DOCUMENT SECTION:
[start]

Stay Curious!

My personal SQL coding standards

Coding standards are a Good Thing. Unfortunately, most organizations don’t have much in the way of SQL coding standards, and there aren’t many automated tools to help. As a result, I believe SQL is often less consistently written than many other languages. Here are my suggestions.

The following are only my opinions.

Indentation

I use indentation as with any other programming language. I prefer to indent the beginning of each clause in a statement equally, because I consider them all equally important; in other words, I don’t consider the ORDER BY clause somehow “inferior to” the WHERE clause. The result looks like this:

select column ...
from ...
where ...
group by ...
order by ...

Some programmers prefer to indent each part of the statement in turn, which leads to code that looks like this:

select column ...
    from ...
        where ...
            group by ...
                order by ...

I find this visually confusing, and it is unmaneagable in larger queries. Another indentation style I really dislike is right-left-justification, thusly:

select column ...
    from table ...
   where criterion ...
group by groupingclause ...
  having havingclause ...
order by orderingclause ...

I think it’s very hard to read, but more importantly, it’s beastly to maintain. I have better things to do than spend a bunch of time placing my cursor at the beginning of the line, adding spaces to right-justify something, then deleting internal whitespace in the line to left-justify whatever is on the right-hand side of the justification boundary. And as soon as I delete or add another part to the query, I probably have to adjust everything all over again. The following style is almost as hard to maintain:

select      column,
            column2,
            column3
from        table ...
where       criterion ...

It looks great until you need to join tables or have subqueries. Then it’s a disaster. Sometimes it’s not only hard to maintain, it’s hard to read, too. Take a look at this blog entry about modelling hierarchies in SQL, and notice how hard it is to figure out which tables are joined to which others, where the join criteria are, and so forth.

When I need to break lines, I indent one level, like so:

select
    column1,
    column2,
    column3,
    column4,
from ...
where ...
group by ...
order by ...

When I write a clause that is part of another clause, I indent it as well. For example, JOINs are part of the FROM clause, so they should be indented after the first line:

select column ...
from ...
    inner join ...
    inner join ...
    left outer join ...
where ...
group by ...
order by ...

When I write subqueries, I treat the opening and closing parentheses just as opening and closing braces in C, which I do not place on a line by themselves:

select column ...
from ...
    inner join (
        select column ...
        from table ...
    ) as x ...
    inner join ...
    left outer join ...
where ...
group by ...
order by ...

When I write INSERT ... SELECT statements, I indent everything but the first clause:

insert into ...
    select ...

[end]

Lines of data
[start]

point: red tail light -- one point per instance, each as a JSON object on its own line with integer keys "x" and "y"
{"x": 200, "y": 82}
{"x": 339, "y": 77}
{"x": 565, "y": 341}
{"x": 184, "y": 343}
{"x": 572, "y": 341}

[end]

TASKS FOR THIS EXERCISE:
(A) In the SQL coding standards post, how does the writer treat the opening and closing parentheses of a subquery?
(B) Resume the SQL coding standards post where it stops.

RESPONSES BY TASK:
(A) The writer treats them like opening and closing braces in C and does not put them on a line by themselves.

(B)
Keep lines short

I try to keep lines short enough that I don’t have to scroll horizontally in a non-wrapping editor. This typically means no more than 80 characters wide. When I have to break a line, I break before operators (logical operators, such as AND, or mathematical operators like +). I indent each broken line one level from the first line of the broken clause, as I explained above.

Commas are not operators, and in my opinion belong at the end of the line. I think the following is very hard to read and maintain:

select
     col1
    ,col2
    ,col3 ...

The reasons why operators, but not commas, should go at the beginning of the line are well-discussed in the literature of other programming languages. The goals are immediate comprehension when reading code, and ease of maintenance.

Uppercase or lowercase?

SQL is a case-insensitive language. There are two parts of the language to worry about: keywords and object names. I lowercase all keywords in queries, but I usually uppercase them in my writing, such as when I mention a SELECT statement in a sentence. Why? Simple: uppercasing them in normal writing makes them stand out, and since they’re not surrounded by uppercased text, the shouting is short-lived. I lowercase keywords in queries, because

  • it is much easier to read mixed-case letters with ascenders and descenders (this has been proven time and time again in the laboratory)
  • it’s a lot easier to type and time is precious, as are my tendons
  • any decent SQL editor highlights keywords anyway, making them stand out visually and obviating the need to uppercase them

As for object names, I type them in the correct case. If the object is named SomeTable, I think it’s sloppy to type it as sometable or SOMETABLE. Uniformity is important for readability and maintainability, and typing an object name in its proper case is following the obvious leader. Some platforms, such as MySQL, are case-sensitive in this area anyway. This lack of uniformity is why I detest case-insensitive languages, and try to program as though they’re case-sensitive anyway.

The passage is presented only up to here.